**Problems to solve:**
a - In the plant-drug text, what name do the natives near Lake Victoria Nyanza use for the okra plant?
b - Resume the plant-drug text on okra after its last sentence.

**Text under study:**
+---+
C₄H₈N₂O₃  + H₂O + 2H =   2NH₄, C₄H₄O₄
Asparagin.   Succinate of Ammonium.

Under the influence of acids or bases, or even by the prolonged boiling of its aqueous solution, asparagin is converted into Aspartate of Ammonium, C₄H₆(NH₄)NO₄, of which the hydrated asparagin contains the elements.

These transformations, especially the former, are undergone by the asparagin in the root, if the latter has been imperfectly dried, or has been kept long, or not very dry. Under such conditions, the asparagin gradually disappears, and the root then yields a brownish decoction, sometimes having a disagreeable odour of butyric acid. There is no doubt that a protein-substance here acts as a ferment. The sections of the root when touched with ammonia or caustic lye should display a bright yellow, not a dingy brown, colour.

The peeled root dried at 100° C. and incinerated afforded us 4·88 of ash, rich in phosphates.

Uses—Althæa is taken as a demulcent; it is sometimes also applied as an emollient poultice. It is far more largely used on the continent than in England.

FRUCTUS HIBISCI ESCULENTI.

Capsulæ Hibisci esculenti; Uëhka, Okro, Okra, Bendi-kai[375]; F. Gombo (in the French Colonies).

Botanical OriginHibiscus esculentus L. (Abelmoschus esculentus Guill. et Perr.) an herbaceous annual plant 2 to 3 or even 10 feet high, indigenous to the Old World.[376] It has been found growing abundantly wild on the White Nile by Schweinfurth, and also in 1861 by Col. Grant in Unyoro, 2° N. lat., near the lake Victoria Nyanza, where it is known to the natives as Bameea.

The plant is now largely cultivated in several varieties in all tropical countries.
+---+
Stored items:
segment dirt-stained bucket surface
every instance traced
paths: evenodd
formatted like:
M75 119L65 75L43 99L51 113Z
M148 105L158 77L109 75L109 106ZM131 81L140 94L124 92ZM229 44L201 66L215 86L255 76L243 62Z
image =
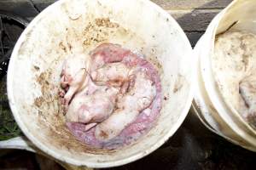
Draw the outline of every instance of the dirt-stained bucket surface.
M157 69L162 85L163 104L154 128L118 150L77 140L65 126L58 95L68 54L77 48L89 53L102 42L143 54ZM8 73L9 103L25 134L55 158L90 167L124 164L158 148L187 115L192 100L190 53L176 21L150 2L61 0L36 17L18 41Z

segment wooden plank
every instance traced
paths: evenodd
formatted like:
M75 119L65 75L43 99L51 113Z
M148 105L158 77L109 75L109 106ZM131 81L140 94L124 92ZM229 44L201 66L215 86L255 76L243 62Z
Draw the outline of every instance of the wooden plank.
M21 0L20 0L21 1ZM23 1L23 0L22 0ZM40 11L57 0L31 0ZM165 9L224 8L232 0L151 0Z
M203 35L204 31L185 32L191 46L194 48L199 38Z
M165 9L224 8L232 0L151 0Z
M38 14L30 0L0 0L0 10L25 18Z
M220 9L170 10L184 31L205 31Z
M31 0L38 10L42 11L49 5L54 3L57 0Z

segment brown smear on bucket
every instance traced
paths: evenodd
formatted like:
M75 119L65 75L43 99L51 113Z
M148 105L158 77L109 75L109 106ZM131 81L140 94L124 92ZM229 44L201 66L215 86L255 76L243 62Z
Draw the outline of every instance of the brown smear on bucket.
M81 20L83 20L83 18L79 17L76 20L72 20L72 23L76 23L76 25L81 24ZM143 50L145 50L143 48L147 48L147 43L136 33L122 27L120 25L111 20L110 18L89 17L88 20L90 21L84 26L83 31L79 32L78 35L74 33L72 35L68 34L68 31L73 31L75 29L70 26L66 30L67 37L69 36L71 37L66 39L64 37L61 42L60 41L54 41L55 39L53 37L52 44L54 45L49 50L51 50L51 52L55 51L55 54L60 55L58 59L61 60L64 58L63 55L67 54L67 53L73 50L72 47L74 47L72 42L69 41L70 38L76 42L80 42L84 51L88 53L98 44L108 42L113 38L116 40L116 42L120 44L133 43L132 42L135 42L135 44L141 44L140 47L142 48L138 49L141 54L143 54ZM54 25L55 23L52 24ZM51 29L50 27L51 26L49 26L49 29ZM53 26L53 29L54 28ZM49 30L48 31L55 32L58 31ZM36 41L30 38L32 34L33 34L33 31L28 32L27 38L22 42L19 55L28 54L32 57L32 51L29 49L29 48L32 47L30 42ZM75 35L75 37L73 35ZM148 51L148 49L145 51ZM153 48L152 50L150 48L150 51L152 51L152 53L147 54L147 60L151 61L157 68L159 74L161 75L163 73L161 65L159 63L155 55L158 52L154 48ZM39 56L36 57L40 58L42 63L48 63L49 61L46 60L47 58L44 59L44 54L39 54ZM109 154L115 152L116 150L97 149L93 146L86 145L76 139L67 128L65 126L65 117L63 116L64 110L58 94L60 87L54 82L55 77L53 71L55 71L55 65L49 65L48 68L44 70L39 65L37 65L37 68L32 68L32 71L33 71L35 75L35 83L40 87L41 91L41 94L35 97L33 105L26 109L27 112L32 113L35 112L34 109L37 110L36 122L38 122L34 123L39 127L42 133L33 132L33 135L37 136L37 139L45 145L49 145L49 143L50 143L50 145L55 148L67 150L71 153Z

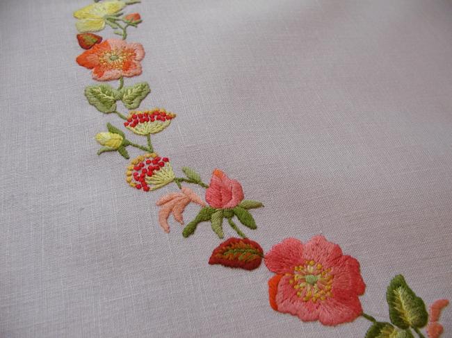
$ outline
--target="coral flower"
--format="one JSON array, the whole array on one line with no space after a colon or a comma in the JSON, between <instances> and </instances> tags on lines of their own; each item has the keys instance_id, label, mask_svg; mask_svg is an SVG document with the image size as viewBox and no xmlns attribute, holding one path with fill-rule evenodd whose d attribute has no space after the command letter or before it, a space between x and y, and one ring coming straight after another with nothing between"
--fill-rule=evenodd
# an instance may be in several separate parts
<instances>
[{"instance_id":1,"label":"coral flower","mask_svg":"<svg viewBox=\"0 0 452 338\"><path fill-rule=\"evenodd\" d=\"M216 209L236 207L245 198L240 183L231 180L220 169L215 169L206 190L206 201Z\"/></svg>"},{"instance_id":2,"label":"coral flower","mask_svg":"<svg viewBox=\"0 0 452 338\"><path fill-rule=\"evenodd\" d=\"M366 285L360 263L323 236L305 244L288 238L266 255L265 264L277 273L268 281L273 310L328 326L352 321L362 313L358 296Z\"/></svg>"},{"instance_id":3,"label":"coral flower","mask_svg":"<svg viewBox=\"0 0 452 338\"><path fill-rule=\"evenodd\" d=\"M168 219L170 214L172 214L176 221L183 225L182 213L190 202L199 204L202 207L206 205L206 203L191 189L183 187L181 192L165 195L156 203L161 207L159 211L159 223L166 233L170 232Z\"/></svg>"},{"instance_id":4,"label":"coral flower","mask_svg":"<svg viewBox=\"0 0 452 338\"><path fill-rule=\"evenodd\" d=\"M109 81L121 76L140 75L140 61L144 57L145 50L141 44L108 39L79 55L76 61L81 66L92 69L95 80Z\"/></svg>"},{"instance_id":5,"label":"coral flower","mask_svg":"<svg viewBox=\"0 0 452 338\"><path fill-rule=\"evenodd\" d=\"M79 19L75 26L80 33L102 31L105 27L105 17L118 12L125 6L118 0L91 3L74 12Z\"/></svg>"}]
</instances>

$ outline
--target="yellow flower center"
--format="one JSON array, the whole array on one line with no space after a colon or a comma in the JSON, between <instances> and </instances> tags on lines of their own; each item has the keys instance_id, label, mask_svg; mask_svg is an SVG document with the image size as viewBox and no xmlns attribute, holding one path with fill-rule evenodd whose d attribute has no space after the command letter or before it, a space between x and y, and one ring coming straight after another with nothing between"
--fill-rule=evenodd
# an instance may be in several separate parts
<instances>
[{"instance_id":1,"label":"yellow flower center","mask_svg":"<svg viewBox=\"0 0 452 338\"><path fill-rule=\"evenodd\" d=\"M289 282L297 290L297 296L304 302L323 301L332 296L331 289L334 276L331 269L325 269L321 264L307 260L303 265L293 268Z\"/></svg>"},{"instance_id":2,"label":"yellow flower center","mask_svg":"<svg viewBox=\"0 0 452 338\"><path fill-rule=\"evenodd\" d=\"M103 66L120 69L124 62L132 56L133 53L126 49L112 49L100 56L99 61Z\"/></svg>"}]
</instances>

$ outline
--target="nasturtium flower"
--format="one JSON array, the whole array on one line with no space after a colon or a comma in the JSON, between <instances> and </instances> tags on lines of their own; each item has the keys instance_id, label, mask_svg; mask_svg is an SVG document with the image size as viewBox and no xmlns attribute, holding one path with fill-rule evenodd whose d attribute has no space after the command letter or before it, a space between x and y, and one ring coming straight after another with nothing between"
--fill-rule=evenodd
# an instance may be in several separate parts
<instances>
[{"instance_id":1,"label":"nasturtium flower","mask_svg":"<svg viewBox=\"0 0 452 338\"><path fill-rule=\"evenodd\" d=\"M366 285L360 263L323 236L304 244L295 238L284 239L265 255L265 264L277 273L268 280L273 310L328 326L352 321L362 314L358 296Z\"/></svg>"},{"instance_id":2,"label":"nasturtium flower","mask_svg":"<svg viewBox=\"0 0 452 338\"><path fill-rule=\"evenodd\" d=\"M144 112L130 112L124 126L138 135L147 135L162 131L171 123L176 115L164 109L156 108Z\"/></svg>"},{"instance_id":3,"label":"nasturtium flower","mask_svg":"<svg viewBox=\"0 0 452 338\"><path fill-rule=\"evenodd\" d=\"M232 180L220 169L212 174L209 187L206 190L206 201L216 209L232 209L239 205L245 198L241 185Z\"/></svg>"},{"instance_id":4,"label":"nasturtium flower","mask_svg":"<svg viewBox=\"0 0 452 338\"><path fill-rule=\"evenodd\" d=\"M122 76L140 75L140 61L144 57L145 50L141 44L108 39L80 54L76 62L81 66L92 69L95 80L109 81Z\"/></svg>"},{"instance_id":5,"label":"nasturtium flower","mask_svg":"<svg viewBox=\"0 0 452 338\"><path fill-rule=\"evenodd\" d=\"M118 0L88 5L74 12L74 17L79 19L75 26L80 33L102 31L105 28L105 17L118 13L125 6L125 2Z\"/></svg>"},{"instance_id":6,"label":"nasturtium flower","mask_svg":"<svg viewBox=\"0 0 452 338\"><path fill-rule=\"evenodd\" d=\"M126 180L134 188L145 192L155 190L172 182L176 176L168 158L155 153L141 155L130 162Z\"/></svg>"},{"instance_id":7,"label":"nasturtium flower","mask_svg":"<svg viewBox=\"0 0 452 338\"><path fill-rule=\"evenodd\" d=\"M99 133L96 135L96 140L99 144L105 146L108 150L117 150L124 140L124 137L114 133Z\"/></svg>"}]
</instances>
+---+
**Expected results:**
a - Bameea

b -
History—The Spanish Moors appear to have been well acquainted with Hibiscus esculentus, which was known to them by the same name that it has in Persian at the present day—Bámiyah. Abul Abbas el-Nebáti, a native of Seville learned in plants, who visited Egypt in a.d. 1216, describes[377] in unmistakeable terms the form of the plant, its seeds and fruit, which last he remarks is eaten when young and tender with meat by the Egyptians. The plant was figured among Egyptian plants in 1592 by Prosper Alpinus,[378] who mentions its uses as an external emollient.

The powdered fruits as imported from Arabia Felix were known for some time (about the year 1848) in Europe as Nafé of the Arabs. They are noticed in the present work from the circumstance that they have a place in the Pharmacopœia of India.

Description—The fruit is a thin capsule, 4 to 6 or more inches long and about an inch in diameter, oblong, pointed, with 5 to 7 ridges corresponding to the valves and cells, each of which latter contains a single row of round seeds. It is covered with rough hairs and is green or purplish when fresh; it has a slightly sweet mucilaginous taste and a weak herbaceous odour. Like many other plants of the order, Hibiscus esculentus abounds in all its parts with insipid mucilage.

Microscopic Structure—A characteristic part for microscopic examination are the hairs of the fruit. They exhibit at the base one large cell, but their elongated and often slightly curved end is built up at a considerable number of small cells, without any solid contents. The middle and outer zone of the pericarp shows enormous holes filled up with colourless mucilage. In polarized light it is easily seen to be composed of successive layers.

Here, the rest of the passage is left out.